**DATA TO USE**
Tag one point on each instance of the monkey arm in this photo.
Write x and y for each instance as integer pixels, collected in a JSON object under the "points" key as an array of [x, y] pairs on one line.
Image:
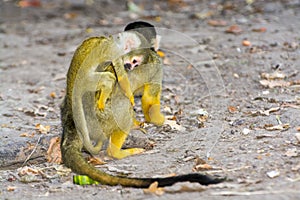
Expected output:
{"points": [[123, 79], [151, 104]]}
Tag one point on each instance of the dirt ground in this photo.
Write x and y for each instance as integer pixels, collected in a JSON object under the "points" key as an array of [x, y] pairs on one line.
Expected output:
{"points": [[234, 90]]}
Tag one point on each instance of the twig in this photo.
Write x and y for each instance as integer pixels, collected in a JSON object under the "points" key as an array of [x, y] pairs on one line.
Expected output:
{"points": [[230, 170], [34, 149], [237, 193]]}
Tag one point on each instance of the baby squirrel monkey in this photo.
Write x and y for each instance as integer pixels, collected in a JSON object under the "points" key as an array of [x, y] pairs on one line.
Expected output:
{"points": [[116, 116]]}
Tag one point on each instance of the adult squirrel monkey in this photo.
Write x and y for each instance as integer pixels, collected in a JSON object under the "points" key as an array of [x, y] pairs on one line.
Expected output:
{"points": [[116, 116]]}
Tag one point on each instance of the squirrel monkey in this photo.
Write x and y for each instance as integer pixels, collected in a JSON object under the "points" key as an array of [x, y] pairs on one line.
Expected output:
{"points": [[96, 66], [116, 118]]}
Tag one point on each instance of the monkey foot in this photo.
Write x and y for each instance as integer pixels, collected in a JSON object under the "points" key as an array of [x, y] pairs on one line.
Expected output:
{"points": [[119, 154]]}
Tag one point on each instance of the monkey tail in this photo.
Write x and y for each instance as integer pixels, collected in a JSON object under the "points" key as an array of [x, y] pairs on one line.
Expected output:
{"points": [[72, 157]]}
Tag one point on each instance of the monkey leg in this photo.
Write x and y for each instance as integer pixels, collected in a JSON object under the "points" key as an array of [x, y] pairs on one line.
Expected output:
{"points": [[116, 142], [125, 85], [105, 85], [151, 104]]}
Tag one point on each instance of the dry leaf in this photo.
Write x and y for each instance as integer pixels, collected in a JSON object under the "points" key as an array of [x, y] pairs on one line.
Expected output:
{"points": [[161, 53], [246, 43], [265, 112], [274, 83], [274, 75], [54, 152], [154, 189], [29, 3], [199, 161], [296, 168], [246, 131], [273, 174], [264, 136], [173, 124], [202, 167], [11, 188], [70, 15], [27, 171], [219, 22], [53, 95], [291, 152], [260, 30], [234, 29], [232, 109], [27, 135], [166, 61], [297, 135], [185, 187], [278, 127], [42, 129]]}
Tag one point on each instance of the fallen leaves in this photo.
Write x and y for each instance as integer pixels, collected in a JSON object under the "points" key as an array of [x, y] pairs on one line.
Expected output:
{"points": [[234, 29], [54, 152], [42, 129], [276, 79], [176, 188], [293, 152], [219, 22], [273, 173], [246, 43], [279, 127]]}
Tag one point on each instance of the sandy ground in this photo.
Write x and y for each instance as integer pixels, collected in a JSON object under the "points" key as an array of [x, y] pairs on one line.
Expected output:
{"points": [[250, 92]]}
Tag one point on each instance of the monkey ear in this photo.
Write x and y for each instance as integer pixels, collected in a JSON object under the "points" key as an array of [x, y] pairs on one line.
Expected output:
{"points": [[129, 41], [157, 42]]}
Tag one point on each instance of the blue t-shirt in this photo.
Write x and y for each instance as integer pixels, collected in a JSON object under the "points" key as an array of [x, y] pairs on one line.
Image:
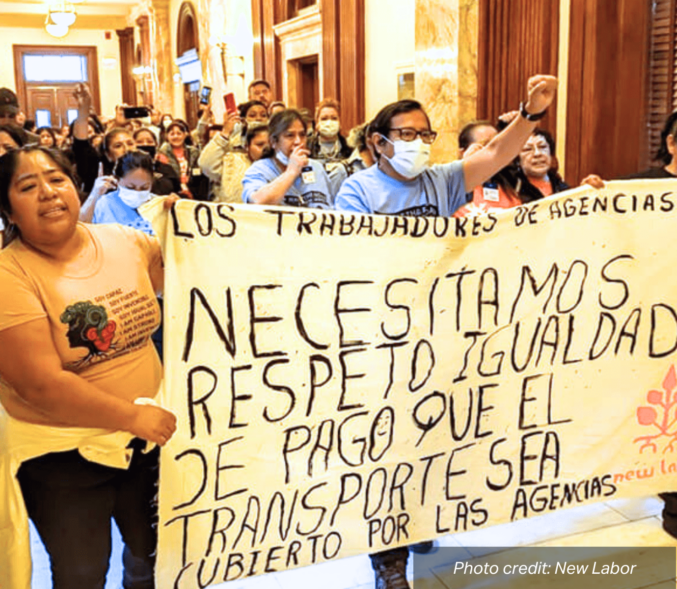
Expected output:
{"points": [[438, 191], [315, 195], [111, 209]]}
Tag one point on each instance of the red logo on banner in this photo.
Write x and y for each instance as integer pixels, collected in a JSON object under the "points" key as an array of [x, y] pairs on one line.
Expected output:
{"points": [[661, 416]]}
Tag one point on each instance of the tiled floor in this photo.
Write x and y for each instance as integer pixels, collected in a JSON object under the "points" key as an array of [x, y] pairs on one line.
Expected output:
{"points": [[625, 522]]}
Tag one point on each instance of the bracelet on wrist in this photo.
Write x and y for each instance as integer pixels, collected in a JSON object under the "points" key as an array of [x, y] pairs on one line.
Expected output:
{"points": [[525, 114]]}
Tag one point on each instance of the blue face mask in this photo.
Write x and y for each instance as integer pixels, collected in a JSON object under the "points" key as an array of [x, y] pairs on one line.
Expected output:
{"points": [[134, 198]]}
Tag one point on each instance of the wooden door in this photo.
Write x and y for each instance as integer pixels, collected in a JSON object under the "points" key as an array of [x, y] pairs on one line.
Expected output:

**EXERCISE PROMPT**
Copy all the lines of data exactly as they appear, dropping any images.

**ANSWER TO THIS PROBLEM**
Tag one point on each instance of the monkey arm in this photo.
Write x and y for each instance as integer pixels, collected in a JSON object under the "points" key as an array of [x, y] pairs on one line.
Image:
Expected output:
{"points": [[123, 79], [151, 104]]}
Tag one point on each instance of the dirt ground in this photo.
Write x and y for each instance as integer pixels, collected in a JSON object under the "points" key as an array of [x, y] pairs on one line.
Expected output:
{"points": [[234, 90]]}
Tag one point on each instance of the twig in this photo.
Write x and y for each instance as integer pixels, collected in a JSON object under the "points" key as an array of [x, y] pairs on one line.
Expected output:
{"points": [[230, 170], [34, 149], [237, 193]]}
Tag one point on each instance of the baby squirrel monkey in this photo.
Write x and y for each instance as integer pixels, collected in a JSON object under the "points" key as an array of [x, y] pairs on one line.
Expected output:
{"points": [[116, 116]]}
Tag one point on each instance of the adult squirrel monkey in this photo.
Write x and y for each instance as integer pixels, collected in a JSON object under the "points" key as an array of [x, y] pairs on one line.
Expected output:
{"points": [[116, 116]]}
Tag one point on each instance of the squirrel monkey in this photo.
Write x and y for each instance as integer pixels, collected in a JSON object under the "points" key as an array of [x, y] pairs on one line.
Expected output:
{"points": [[96, 66], [116, 118]]}
Tag one point on each instance of the monkey foot in this photo.
Write x and y for each instance as integer pixels, collected in a JSON object under the "points" key as an array of [x, y] pairs on one line.
Expected output:
{"points": [[119, 154]]}
Tag one point on each instance of the monkey tail in this photo.
Write x and y for each instance as integer pixels, collected in a JSON object under the "points" key as an array of [x, y] pairs on one line.
Expected output:
{"points": [[72, 157]]}
Tag one point on each instance of the monkey leg in this photo.
Write x and y for each instance as integer pixels, collected in a JSON object under the "points" key as an array of [x, y] pairs on one line.
Expected output:
{"points": [[116, 142], [125, 85], [105, 85], [151, 104]]}
Tag one point on each instance of the dry leaf in this photo.
Write x and y for each instance as integer pixels, collected in a JSON object under the "points" key as an array of [x, y] pairs on one line.
Expected output:
{"points": [[161, 53], [246, 43], [265, 112], [274, 83], [274, 75], [54, 152], [154, 189], [29, 3], [199, 161], [296, 168], [246, 131], [273, 174], [264, 136], [173, 124], [202, 167], [11, 188], [70, 15], [27, 171], [219, 22], [53, 95], [291, 152], [260, 30], [234, 29], [232, 109], [27, 135], [166, 61], [297, 135], [185, 187], [278, 127], [42, 129]]}
Tag one point on each instance of the fallen leaves in this photo.
Write x and y for each instance as integer pixels, collected in a JSON object under the "points" key as an array of [x, y] pairs on one line.
Expected output:
{"points": [[234, 29], [54, 152], [42, 129], [276, 79], [176, 188], [293, 152], [219, 22], [273, 173], [246, 43], [279, 127]]}
Tag one point on each instance of the sandy ground in this photo.
Write x and y for each instance as integer pixels, collected in a JSON object under the "points" key as an array of [x, y] pairs on one line.
Expected output:
{"points": [[250, 92]]}
Tag one point on each instance of the monkey ear in this photo.
Write x and y for each instance as integer pixels, collected in a JSON object under the "points" key as an array of [x, y] pairs on one line.
Expected output:
{"points": [[129, 41], [157, 42]]}
Tag one point on each instance of the blue t-shirt in this photo.
Write x and y for each instance as integer pixels, collected in a JSON object under the "points" key as an array of [x, y] pairs on one line.
Image:
Expected output:
{"points": [[438, 191], [315, 195], [111, 209]]}
Tag one point on each instance of the red logo on banner in this photo.
Write x and y for each instance as integer pixels, collected in a JSON object under the "points" key as an array of [x, y] pairs on one line.
Expected output:
{"points": [[661, 416]]}
Tag one point on each instance of the tiled floor in this photo.
Write x and y for each instance as integer pixels, collected in a JSON object under the "points" key as an array of [x, y] pairs on one line.
Expected output:
{"points": [[625, 522]]}
Tag one point on each instance of the bracelet on wrist in this photo.
Write x and y for each instance as integer pixels, collected in a JSON object under the "points" key as an array of [x, y] pairs on one line.
Expected output:
{"points": [[525, 114]]}
Tag one point on each instance of the blue face mask in this photo.
Write x and y for each instance as integer pixels, collected in a JSON object under the "points" key as an array of [x, y] pairs on one line.
Expected output:
{"points": [[134, 198]]}
Tag one point on each instance of the wooden door in this photo.
Write x and y for each instance as integer pixels, collected in a JSON object under the "points" key as an array of [x, y] pairs on one line.
Expected output:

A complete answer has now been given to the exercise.